Page text: Begin

Hungate was a servant of Sir Anthony Browne by 1535; avener to Queen Jane Seymour by 1537, to Anne of Cleves and Catherine Parr; commissioner of sewers, for Lincolnshire, Nottinghamshire and Yorkshire in 1545; member of the household of Princess Mary by 1551 to 1553; forester, Galtres, Yorkshire from 1554 to 1572; esquire of the body by September, 1554 to 1558.

In July 1553 Princess Mary wrote to the Privy Council from Kenninghall, demanding that it renounce Jane Grey and recognize her as queen, as her father's will decreed.

Mary sent her servant, Thomas Hungate, to deliver her letters to the Council in London. Hungate, who had "eagerly offered himself for this task, despite is danger", hurried to London where he "bravely delivered the queen's commands to Northumberland and the other noblemen and gave them her letters."

Hungate arrived on 10 July, while the Council was in session, with letters from Kenninghall dated the day before. The Duke of Northumberland told him that at his age, he should have had more sense. He was immediately sent to the Tower of London.

Page text: End
Given information: Begin

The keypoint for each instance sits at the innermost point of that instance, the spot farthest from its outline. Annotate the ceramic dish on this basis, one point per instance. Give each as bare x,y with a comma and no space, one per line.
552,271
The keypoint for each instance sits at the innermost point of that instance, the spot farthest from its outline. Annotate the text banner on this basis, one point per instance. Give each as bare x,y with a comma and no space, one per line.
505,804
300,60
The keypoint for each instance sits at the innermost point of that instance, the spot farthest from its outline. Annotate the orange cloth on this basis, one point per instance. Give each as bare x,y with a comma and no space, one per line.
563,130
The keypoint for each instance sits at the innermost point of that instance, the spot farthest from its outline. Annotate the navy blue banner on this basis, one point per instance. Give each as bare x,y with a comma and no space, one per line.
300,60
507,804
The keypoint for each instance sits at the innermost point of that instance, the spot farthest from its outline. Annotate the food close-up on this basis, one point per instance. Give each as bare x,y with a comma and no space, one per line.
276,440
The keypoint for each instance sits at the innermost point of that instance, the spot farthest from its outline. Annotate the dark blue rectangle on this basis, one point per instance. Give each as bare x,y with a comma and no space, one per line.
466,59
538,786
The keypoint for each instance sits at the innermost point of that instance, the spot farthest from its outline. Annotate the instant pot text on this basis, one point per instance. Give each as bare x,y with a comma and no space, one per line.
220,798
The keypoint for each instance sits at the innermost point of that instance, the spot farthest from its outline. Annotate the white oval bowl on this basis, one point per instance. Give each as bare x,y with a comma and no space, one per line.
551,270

Given information: End
Given information: Begin

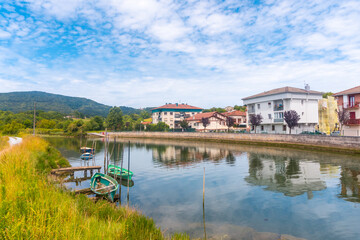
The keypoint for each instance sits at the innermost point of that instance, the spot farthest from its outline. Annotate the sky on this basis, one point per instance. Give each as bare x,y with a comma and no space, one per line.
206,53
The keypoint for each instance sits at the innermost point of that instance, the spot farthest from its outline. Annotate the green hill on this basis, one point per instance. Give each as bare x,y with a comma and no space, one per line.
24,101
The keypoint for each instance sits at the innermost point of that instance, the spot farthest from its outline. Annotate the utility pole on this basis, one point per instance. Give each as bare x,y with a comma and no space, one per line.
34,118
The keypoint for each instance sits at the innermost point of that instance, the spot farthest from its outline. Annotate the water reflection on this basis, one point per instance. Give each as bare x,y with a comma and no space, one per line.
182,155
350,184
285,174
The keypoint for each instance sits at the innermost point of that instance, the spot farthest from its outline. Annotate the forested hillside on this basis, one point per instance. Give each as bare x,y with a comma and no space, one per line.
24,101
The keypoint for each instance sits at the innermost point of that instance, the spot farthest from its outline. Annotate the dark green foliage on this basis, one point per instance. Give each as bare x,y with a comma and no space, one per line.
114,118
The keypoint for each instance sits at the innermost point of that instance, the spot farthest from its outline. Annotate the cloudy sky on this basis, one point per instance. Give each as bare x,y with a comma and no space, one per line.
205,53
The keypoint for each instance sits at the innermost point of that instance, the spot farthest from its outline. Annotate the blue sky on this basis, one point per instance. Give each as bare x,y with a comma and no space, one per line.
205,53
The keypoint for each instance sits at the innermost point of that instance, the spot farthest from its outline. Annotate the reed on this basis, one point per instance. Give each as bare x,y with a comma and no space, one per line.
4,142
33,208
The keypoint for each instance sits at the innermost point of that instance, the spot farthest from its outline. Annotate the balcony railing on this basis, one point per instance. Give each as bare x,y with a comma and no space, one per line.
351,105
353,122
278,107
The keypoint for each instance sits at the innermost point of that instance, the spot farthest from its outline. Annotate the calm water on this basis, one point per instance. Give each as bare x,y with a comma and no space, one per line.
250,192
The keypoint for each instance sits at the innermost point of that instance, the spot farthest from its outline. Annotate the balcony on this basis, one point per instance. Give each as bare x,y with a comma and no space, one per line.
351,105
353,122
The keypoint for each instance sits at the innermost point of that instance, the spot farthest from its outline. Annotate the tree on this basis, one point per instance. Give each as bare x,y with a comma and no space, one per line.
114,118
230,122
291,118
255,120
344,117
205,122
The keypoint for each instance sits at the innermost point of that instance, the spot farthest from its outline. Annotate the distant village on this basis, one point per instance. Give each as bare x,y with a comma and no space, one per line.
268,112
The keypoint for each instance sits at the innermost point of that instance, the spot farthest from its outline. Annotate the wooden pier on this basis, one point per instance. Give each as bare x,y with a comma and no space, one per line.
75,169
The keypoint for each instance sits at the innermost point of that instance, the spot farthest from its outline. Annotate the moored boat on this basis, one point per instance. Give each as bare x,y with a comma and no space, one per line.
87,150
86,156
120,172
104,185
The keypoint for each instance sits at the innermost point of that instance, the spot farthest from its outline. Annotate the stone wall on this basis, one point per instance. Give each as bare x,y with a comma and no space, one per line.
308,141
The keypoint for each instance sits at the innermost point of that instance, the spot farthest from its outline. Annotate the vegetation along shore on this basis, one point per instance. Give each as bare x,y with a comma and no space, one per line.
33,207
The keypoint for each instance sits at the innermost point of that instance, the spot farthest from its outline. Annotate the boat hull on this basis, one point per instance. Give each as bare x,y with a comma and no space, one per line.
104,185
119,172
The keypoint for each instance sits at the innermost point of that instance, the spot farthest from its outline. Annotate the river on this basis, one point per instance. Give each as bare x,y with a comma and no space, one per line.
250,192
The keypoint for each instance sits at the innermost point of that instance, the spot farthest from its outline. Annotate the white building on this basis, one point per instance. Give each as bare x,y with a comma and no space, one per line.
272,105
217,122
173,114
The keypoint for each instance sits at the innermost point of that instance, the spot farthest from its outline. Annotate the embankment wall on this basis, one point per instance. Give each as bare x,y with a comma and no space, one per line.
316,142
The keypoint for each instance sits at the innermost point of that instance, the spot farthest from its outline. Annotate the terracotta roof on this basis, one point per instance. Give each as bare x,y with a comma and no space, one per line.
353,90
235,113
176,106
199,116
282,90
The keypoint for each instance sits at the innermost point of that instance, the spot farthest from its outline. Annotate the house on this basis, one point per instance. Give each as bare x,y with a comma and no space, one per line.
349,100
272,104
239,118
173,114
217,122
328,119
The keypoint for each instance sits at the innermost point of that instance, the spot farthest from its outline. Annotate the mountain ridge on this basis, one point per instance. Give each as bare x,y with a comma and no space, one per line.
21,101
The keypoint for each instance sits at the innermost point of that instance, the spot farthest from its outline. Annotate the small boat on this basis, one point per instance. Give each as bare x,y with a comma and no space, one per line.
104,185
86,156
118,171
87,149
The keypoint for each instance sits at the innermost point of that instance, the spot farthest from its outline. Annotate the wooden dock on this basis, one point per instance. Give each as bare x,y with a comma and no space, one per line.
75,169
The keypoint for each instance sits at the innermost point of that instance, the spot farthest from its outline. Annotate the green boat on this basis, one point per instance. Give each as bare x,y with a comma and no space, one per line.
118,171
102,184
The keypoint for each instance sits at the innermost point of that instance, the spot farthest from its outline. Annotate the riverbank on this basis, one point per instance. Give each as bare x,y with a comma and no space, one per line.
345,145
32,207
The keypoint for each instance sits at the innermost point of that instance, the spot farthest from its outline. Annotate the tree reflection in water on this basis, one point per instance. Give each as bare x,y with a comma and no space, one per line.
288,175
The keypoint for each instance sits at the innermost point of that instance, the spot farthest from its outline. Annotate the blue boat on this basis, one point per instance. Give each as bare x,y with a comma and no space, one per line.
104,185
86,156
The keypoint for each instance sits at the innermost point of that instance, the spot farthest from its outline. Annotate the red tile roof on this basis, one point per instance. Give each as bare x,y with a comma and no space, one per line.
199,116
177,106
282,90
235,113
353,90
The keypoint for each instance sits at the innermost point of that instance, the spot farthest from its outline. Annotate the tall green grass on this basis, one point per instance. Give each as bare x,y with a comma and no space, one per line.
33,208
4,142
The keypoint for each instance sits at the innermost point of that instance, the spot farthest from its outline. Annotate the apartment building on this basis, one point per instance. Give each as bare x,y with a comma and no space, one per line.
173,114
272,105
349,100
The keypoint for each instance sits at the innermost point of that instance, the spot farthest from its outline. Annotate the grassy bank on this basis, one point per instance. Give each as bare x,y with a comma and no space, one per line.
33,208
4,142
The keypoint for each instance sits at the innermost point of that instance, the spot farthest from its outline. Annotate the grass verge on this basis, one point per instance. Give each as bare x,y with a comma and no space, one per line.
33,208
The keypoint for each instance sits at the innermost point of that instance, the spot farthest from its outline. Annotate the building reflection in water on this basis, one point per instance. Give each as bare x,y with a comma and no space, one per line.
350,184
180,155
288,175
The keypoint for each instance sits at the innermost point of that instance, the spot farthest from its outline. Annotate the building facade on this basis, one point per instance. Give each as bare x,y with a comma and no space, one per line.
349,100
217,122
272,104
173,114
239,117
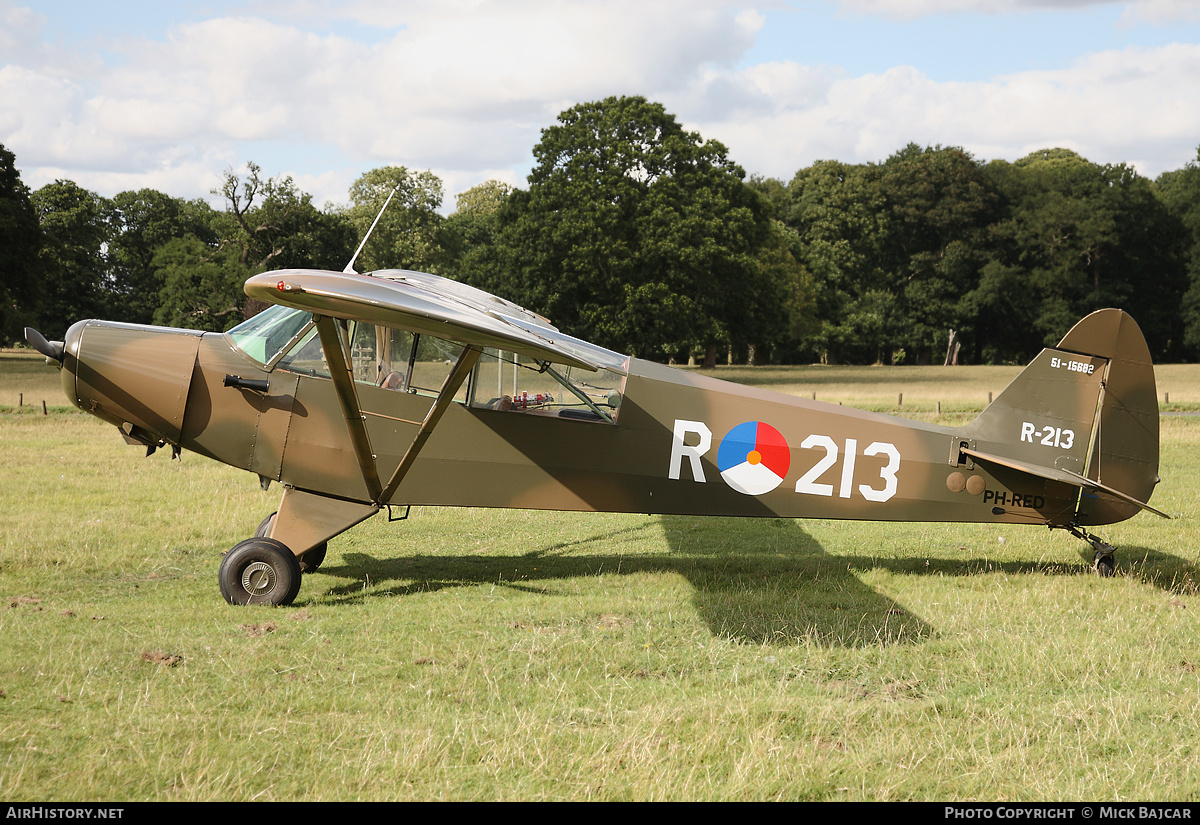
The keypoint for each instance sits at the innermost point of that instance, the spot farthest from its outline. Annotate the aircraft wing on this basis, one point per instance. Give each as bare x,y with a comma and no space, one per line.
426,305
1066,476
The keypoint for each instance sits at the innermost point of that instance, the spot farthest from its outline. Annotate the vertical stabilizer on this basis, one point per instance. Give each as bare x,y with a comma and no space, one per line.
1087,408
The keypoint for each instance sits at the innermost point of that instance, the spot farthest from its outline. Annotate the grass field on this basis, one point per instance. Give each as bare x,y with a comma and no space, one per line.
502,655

Given information: End
Given information: Begin

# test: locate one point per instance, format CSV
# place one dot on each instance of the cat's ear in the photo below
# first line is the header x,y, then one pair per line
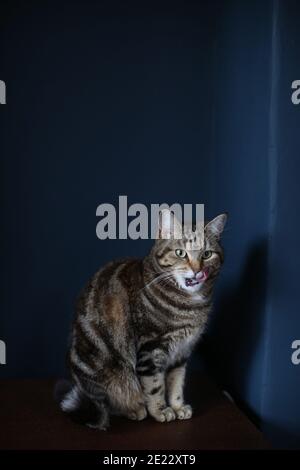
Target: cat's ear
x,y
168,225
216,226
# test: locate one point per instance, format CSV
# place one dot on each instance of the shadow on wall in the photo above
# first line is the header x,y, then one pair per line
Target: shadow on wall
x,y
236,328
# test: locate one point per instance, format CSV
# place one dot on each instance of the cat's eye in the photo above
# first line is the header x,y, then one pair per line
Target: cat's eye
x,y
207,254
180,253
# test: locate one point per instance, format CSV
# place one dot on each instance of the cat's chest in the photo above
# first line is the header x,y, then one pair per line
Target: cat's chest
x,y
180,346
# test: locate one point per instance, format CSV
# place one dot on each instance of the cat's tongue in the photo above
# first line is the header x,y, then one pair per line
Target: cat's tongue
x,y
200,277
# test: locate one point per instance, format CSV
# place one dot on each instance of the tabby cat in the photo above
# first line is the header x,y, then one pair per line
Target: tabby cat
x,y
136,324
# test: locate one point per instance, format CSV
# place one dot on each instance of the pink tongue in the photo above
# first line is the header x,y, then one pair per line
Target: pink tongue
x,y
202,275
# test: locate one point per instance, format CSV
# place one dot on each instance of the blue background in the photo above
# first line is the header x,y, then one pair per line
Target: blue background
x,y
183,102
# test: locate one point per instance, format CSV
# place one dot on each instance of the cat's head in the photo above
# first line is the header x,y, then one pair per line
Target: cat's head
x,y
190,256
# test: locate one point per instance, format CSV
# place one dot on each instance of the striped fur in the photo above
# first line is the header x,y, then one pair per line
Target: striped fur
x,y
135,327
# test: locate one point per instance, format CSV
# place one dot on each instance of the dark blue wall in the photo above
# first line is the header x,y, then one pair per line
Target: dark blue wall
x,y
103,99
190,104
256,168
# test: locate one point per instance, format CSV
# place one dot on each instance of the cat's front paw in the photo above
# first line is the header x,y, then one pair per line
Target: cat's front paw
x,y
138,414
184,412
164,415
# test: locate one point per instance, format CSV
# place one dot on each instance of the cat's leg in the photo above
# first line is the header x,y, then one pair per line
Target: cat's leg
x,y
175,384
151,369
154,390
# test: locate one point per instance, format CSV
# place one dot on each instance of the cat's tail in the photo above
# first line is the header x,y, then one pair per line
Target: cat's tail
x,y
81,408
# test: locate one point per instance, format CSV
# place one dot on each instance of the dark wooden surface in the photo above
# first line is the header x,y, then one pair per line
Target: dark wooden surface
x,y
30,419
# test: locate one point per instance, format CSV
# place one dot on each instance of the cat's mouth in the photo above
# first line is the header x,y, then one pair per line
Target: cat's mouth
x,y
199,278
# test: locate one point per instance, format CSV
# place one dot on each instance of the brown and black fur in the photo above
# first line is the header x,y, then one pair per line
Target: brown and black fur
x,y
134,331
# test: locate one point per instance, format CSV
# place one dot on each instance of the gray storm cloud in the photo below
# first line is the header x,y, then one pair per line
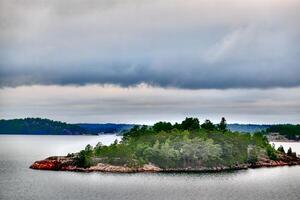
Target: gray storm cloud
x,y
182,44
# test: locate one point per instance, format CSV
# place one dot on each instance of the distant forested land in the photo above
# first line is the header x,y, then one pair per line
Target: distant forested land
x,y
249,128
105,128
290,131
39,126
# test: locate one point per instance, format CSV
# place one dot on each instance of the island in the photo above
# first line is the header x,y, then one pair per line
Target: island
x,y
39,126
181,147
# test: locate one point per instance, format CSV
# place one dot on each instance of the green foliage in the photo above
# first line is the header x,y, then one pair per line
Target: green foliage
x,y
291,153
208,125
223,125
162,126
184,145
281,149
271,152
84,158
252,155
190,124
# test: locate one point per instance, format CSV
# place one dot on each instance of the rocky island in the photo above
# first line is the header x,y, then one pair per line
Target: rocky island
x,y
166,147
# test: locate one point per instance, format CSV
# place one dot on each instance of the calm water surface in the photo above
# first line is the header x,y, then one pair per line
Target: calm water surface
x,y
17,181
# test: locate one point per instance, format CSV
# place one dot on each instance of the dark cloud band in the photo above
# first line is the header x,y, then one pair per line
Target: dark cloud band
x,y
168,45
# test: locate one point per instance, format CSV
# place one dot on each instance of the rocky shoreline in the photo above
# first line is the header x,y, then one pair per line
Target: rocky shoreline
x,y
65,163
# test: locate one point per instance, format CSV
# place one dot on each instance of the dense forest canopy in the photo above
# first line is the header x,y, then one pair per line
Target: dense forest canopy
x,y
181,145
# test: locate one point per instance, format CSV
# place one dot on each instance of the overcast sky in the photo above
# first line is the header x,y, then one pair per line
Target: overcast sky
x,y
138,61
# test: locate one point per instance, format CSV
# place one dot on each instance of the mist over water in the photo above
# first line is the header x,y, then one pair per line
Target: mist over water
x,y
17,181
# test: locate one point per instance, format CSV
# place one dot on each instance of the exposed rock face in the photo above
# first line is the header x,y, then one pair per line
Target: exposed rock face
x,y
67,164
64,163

Given information: End

_Problem description_
How might the passage about Thomas Hungate carry on? Continue it from its final sentence.

_Your response_
He received no preferment during the reign of Elizabeth I.

==Death==
His wife and sons had died before he made his will which was dated 16 April 1578. The supervisors of his will, in which he left legacies to a number of relations, were Anthony Browne, 1st Viscount Montagu, Sir William Cordell and Thomas Radclyffe, 3rd Earl of Sussex; Cordell and Sussex were to share an annuity of £20 "for the great goodness heretofore I have found and for the great goodness I hope hereafter mine shall find at their hands". He died in 1579 and was buried in the Hungate quire of Saxton church.